(Article)
--------------------------------

# Furminator



## opokki (May 30, 2006)

Has anyone tried the Furminator?


----------



## ilovemychihuahua (Oct 8, 2006)

yeah!!! It works like a charm!


----------



## opokki (May 30, 2006)

Thanks! Sebastian doesn't shed and Natalie doesn't shed much but I sure would like to try it on my cats.


----------



## ilovemychihuahua (Oct 8, 2006)

*lol*



opokki said:


> Thanks! Sebastian doesn't shed and Natalie doesn't shed much but I sure would like to try it on my cats.


He,he. I used it on my fluffy dog, Wacko. But we gave Wacko away because he would always run away.


----------



## Meghan&Pedro (Nov 6, 2006)

I sell the furminator at work, and have used it myself on my flat coated retriever and on my cats.

I love it - it's GREAT. But it needs to be used properly - it's definatly not an every-day tool. 

I use it on my cats once every two months and on my flat coated retriever about the same.

It shouldn't be used on dogs with wiry-type coats


----------



## opokki (May 30, 2006)

Thanks Megan&Pedro!


----------



## LabLady101 (Jul 5, 2006)

--------------------------------

(Record extracts)
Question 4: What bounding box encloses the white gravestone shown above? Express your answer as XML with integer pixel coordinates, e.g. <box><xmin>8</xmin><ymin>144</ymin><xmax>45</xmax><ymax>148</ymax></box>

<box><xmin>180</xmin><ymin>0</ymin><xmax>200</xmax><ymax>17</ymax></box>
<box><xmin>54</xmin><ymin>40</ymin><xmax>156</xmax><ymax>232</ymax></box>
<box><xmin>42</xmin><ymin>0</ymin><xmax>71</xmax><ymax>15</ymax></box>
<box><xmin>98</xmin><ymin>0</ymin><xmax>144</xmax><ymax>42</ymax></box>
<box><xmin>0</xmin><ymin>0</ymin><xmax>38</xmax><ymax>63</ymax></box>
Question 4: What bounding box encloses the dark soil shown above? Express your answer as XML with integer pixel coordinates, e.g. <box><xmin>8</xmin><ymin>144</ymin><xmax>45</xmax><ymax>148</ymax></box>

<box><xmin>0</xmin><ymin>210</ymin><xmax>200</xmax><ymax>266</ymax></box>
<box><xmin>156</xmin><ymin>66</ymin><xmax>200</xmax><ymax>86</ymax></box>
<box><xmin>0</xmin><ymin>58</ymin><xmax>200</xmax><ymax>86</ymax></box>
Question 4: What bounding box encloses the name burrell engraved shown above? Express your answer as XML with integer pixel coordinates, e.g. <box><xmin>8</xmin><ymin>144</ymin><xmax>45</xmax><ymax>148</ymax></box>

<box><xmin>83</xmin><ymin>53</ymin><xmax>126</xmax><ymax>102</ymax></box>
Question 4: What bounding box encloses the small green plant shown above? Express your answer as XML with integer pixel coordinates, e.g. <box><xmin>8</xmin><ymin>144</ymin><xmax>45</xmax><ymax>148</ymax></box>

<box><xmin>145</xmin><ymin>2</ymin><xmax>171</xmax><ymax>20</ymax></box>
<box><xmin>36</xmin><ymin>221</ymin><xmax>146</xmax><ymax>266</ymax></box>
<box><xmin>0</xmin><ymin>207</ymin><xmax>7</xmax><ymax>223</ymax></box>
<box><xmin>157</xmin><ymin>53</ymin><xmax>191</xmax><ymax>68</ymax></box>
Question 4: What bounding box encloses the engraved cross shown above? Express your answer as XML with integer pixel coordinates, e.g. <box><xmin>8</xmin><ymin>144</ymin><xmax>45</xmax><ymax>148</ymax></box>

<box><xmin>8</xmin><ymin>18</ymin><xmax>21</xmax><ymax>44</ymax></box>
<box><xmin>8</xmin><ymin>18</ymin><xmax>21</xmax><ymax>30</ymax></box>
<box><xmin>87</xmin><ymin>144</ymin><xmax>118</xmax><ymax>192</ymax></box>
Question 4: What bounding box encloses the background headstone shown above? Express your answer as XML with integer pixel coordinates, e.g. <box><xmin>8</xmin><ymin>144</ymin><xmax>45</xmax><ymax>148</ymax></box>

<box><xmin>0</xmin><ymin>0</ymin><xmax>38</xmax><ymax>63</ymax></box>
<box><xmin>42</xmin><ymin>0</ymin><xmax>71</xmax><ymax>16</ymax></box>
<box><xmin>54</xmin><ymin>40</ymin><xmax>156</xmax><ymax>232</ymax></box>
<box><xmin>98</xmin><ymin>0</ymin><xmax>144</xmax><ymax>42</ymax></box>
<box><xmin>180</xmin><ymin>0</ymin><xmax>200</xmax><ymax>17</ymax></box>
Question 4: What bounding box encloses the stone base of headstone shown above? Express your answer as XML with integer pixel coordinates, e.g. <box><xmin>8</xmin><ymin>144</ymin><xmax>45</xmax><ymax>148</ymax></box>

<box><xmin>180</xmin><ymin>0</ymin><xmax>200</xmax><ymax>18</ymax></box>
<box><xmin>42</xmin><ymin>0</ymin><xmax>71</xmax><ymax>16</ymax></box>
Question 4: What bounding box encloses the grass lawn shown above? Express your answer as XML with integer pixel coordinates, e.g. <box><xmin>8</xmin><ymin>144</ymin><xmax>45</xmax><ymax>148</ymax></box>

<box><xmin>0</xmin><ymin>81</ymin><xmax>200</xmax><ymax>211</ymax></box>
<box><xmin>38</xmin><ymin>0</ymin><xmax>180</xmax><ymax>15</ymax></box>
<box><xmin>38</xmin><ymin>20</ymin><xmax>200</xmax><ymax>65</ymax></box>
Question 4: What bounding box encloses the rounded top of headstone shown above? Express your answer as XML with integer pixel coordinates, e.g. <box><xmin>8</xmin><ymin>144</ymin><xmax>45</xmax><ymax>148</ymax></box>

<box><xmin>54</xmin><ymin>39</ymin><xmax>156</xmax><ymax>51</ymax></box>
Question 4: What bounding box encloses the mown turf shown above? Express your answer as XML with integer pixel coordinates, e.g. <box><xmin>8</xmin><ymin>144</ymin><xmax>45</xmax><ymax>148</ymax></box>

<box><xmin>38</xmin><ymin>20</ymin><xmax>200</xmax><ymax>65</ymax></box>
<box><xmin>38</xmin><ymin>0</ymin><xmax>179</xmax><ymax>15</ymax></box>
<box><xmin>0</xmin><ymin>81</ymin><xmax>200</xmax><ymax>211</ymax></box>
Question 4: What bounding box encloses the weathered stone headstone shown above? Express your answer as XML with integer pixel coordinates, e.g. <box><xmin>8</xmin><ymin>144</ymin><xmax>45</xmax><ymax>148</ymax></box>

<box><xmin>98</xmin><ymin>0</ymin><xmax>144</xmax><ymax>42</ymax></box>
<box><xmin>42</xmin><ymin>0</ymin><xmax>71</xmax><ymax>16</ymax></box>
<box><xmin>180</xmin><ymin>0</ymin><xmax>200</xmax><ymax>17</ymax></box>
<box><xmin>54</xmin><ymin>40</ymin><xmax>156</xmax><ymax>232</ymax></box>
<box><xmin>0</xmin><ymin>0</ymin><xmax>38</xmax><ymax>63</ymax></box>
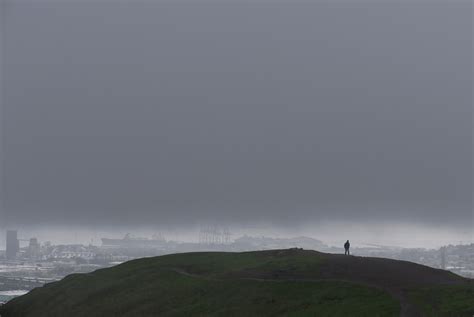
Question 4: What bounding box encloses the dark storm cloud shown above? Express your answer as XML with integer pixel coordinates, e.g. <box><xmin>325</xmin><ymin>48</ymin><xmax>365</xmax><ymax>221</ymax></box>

<box><xmin>2</xmin><ymin>0</ymin><xmax>473</xmax><ymax>226</ymax></box>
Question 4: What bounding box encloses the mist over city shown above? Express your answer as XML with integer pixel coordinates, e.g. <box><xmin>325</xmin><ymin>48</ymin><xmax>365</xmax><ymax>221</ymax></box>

<box><xmin>0</xmin><ymin>0</ymin><xmax>474</xmax><ymax>316</ymax></box>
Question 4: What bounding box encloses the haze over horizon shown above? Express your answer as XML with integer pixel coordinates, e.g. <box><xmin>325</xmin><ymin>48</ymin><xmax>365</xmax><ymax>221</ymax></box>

<box><xmin>0</xmin><ymin>0</ymin><xmax>474</xmax><ymax>245</ymax></box>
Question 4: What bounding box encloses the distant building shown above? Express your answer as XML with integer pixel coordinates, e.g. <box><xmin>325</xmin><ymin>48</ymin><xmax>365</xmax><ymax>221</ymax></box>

<box><xmin>28</xmin><ymin>238</ymin><xmax>41</xmax><ymax>259</ymax></box>
<box><xmin>5</xmin><ymin>230</ymin><xmax>20</xmax><ymax>260</ymax></box>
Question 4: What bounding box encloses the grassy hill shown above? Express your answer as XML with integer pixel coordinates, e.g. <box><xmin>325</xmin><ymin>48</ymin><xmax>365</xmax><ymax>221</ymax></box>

<box><xmin>0</xmin><ymin>249</ymin><xmax>474</xmax><ymax>317</ymax></box>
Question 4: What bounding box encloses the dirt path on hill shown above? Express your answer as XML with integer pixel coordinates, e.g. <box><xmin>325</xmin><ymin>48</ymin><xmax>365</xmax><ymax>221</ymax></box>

<box><xmin>169</xmin><ymin>268</ymin><xmax>422</xmax><ymax>317</ymax></box>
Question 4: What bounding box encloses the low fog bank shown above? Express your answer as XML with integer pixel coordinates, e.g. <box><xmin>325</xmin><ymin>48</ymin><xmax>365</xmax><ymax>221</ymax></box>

<box><xmin>0</xmin><ymin>222</ymin><xmax>474</xmax><ymax>249</ymax></box>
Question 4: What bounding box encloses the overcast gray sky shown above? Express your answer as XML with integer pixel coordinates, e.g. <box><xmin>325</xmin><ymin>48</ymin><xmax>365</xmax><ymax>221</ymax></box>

<box><xmin>0</xmin><ymin>0</ymin><xmax>473</xmax><ymax>232</ymax></box>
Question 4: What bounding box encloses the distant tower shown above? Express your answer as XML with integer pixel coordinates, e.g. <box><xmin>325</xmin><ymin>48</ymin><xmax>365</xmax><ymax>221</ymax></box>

<box><xmin>439</xmin><ymin>247</ymin><xmax>446</xmax><ymax>270</ymax></box>
<box><xmin>28</xmin><ymin>238</ymin><xmax>40</xmax><ymax>259</ymax></box>
<box><xmin>5</xmin><ymin>230</ymin><xmax>20</xmax><ymax>260</ymax></box>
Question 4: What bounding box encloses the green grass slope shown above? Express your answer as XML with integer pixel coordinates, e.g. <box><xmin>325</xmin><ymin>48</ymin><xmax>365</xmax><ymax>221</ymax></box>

<box><xmin>0</xmin><ymin>249</ymin><xmax>474</xmax><ymax>317</ymax></box>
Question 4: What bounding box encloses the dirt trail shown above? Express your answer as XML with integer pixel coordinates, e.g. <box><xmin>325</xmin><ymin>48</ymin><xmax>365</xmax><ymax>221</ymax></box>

<box><xmin>168</xmin><ymin>267</ymin><xmax>422</xmax><ymax>317</ymax></box>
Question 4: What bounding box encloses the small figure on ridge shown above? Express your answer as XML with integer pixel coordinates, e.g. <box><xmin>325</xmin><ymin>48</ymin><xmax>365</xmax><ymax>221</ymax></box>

<box><xmin>344</xmin><ymin>240</ymin><xmax>351</xmax><ymax>255</ymax></box>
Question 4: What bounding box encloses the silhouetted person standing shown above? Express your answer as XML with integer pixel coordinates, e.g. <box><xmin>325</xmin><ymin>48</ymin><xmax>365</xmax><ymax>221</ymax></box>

<box><xmin>344</xmin><ymin>240</ymin><xmax>351</xmax><ymax>255</ymax></box>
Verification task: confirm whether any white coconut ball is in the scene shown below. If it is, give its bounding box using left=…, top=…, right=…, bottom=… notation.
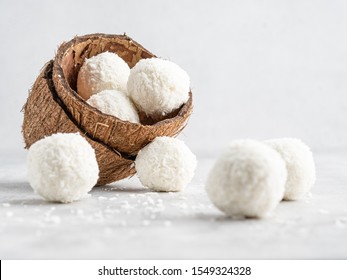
left=135, top=136, right=197, bottom=192
left=77, top=52, right=130, bottom=100
left=87, top=90, right=140, bottom=123
left=127, top=58, right=190, bottom=117
left=27, top=133, right=99, bottom=203
left=265, top=138, right=316, bottom=200
left=206, top=140, right=287, bottom=218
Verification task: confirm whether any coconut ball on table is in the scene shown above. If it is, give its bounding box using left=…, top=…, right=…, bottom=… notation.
left=27, top=133, right=99, bottom=203
left=135, top=136, right=197, bottom=192
left=206, top=139, right=287, bottom=218
left=87, top=90, right=140, bottom=123
left=127, top=58, right=190, bottom=119
left=77, top=52, right=130, bottom=100
left=265, top=138, right=316, bottom=200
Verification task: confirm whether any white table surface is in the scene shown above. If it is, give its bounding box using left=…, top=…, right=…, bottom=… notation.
left=0, top=151, right=347, bottom=259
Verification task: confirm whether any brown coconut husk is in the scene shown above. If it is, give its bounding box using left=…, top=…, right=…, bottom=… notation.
left=23, top=34, right=192, bottom=185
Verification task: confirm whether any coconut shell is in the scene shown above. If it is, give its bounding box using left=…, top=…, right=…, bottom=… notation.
left=23, top=34, right=193, bottom=185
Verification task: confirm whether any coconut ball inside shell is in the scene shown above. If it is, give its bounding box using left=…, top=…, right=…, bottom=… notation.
left=77, top=52, right=130, bottom=100
left=27, top=133, right=99, bottom=203
left=206, top=140, right=287, bottom=218
left=127, top=58, right=190, bottom=118
left=265, top=138, right=316, bottom=200
left=135, top=136, right=197, bottom=192
left=87, top=90, right=140, bottom=123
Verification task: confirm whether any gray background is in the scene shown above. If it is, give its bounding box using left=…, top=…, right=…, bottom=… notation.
left=0, top=0, right=347, bottom=158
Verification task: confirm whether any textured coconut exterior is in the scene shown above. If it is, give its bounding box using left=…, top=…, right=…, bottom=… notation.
left=22, top=61, right=135, bottom=185
left=23, top=34, right=193, bottom=185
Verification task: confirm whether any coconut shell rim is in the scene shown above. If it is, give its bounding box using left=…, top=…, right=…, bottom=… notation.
left=53, top=33, right=193, bottom=129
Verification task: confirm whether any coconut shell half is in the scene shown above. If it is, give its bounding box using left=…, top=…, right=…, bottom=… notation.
left=23, top=34, right=193, bottom=185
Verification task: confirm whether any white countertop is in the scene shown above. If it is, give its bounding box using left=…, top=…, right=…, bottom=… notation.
left=0, top=151, right=347, bottom=259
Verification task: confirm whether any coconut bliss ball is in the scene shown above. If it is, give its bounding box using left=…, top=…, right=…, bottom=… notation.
left=27, top=133, right=99, bottom=203
left=77, top=52, right=130, bottom=100
left=206, top=140, right=287, bottom=218
left=127, top=58, right=190, bottom=118
left=135, top=136, right=197, bottom=192
left=87, top=90, right=140, bottom=123
left=265, top=138, right=316, bottom=200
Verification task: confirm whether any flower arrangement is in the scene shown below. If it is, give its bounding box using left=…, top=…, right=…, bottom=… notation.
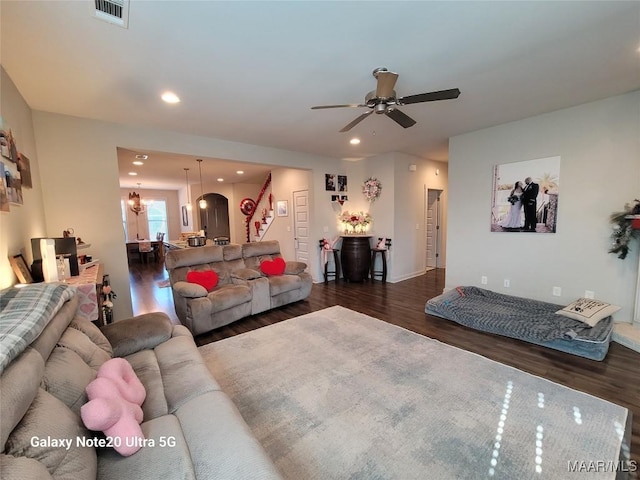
left=338, top=210, right=371, bottom=233
left=362, top=177, right=382, bottom=202
left=102, top=280, right=117, bottom=325
left=609, top=199, right=640, bottom=259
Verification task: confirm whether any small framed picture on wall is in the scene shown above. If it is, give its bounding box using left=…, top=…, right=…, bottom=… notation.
left=324, top=173, right=336, bottom=192
left=338, top=175, right=347, bottom=192
left=276, top=200, right=289, bottom=217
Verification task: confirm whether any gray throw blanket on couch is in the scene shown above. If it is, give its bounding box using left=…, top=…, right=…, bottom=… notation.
left=0, top=283, right=75, bottom=373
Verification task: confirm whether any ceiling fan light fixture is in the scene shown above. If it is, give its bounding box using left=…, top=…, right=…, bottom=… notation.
left=160, top=91, right=180, bottom=103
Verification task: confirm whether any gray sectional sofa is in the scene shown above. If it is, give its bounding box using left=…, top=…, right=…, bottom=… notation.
left=0, top=286, right=280, bottom=480
left=165, top=240, right=313, bottom=335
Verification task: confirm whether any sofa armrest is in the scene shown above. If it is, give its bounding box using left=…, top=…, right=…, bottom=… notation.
left=231, top=268, right=264, bottom=280
left=100, top=312, right=173, bottom=357
left=171, top=282, right=208, bottom=298
left=284, top=262, right=307, bottom=275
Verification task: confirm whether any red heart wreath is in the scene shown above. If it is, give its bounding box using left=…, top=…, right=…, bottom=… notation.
left=260, top=257, right=287, bottom=276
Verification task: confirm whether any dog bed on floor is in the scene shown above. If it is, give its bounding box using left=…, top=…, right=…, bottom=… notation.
left=425, top=287, right=613, bottom=360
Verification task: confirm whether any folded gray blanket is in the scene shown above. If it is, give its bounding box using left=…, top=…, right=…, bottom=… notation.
left=0, top=283, right=75, bottom=373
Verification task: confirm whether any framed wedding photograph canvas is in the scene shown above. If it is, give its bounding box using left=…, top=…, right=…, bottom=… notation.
left=9, top=254, right=33, bottom=283
left=491, top=157, right=560, bottom=233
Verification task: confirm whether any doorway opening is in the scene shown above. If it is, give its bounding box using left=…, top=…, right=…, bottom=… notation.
left=425, top=188, right=443, bottom=272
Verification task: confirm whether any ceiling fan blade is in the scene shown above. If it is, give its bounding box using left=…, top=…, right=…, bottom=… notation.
left=340, top=110, right=373, bottom=133
left=385, top=108, right=416, bottom=128
left=398, top=88, right=460, bottom=105
left=311, top=103, right=367, bottom=110
left=376, top=72, right=398, bottom=98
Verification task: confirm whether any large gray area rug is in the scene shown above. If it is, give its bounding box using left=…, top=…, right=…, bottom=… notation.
left=200, top=307, right=628, bottom=480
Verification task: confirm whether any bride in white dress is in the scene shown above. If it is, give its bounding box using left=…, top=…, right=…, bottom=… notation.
left=500, top=182, right=523, bottom=228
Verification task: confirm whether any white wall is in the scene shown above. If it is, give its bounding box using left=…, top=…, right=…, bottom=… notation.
left=391, top=153, right=447, bottom=281
left=446, top=92, right=640, bottom=321
left=0, top=67, right=47, bottom=288
left=31, top=111, right=341, bottom=319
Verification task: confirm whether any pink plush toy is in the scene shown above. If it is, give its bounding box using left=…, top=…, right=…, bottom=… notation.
left=80, top=358, right=146, bottom=457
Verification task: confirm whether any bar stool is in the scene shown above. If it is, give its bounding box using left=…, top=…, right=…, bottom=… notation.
left=371, top=237, right=391, bottom=283
left=138, top=241, right=153, bottom=263
left=318, top=238, right=340, bottom=284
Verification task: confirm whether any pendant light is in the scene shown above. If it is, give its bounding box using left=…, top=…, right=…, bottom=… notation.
left=184, top=168, right=193, bottom=211
left=196, top=158, right=207, bottom=210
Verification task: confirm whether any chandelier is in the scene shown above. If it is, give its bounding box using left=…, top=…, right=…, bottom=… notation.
left=127, top=183, right=151, bottom=215
left=184, top=168, right=193, bottom=210
left=196, top=158, right=207, bottom=210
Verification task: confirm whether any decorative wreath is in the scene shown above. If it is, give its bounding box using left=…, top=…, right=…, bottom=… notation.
left=240, top=198, right=256, bottom=216
left=362, top=177, right=382, bottom=202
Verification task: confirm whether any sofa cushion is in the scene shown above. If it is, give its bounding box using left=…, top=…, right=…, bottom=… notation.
left=207, top=285, right=251, bottom=312
left=176, top=391, right=281, bottom=479
left=269, top=275, right=302, bottom=296
left=171, top=282, right=209, bottom=298
left=284, top=262, right=307, bottom=275
left=102, top=312, right=173, bottom=357
left=231, top=268, right=263, bottom=280
left=42, top=347, right=96, bottom=415
left=4, top=389, right=97, bottom=480
left=98, top=415, right=198, bottom=480
left=187, top=270, right=219, bottom=292
left=0, top=454, right=53, bottom=480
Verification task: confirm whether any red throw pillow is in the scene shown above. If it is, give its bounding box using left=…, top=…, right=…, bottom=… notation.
left=260, top=257, right=287, bottom=276
left=187, top=270, right=218, bottom=292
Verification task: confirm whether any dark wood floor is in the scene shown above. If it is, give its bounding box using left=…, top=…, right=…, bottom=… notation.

--------------------------------

(What you should do) Extend the Furminator forum thread above, picking up right after its final line with the post that follows.

(Written reply)
IMHO, it should never be used on double coated breeds. It can and does strip the undercoat- something you particularly do not want in breeds like Labrador Retrievers who need that undercoat. I'm sure you've seen the commercials/infomercials where someone is using the furminator/shedender and it is tugging on the coat. The reason why it is tugging is because it is getting all the undercoat, not just the dead loose stuff like they'd like you to believe. Think about it, it would have no reason to tug like that if it wasn't pulling out all the undercoat.

I personally use and recommend the Zoom Groom as a safer alternative. It gently removes any loose, dead hairs as well as any dust, dirt, or debris that might have settled into or on the coat.

Just my 2c,
Darcy


----------



## opokki (May 30, 2006)

Thanks LabLady101. I have the Zoom Groom too.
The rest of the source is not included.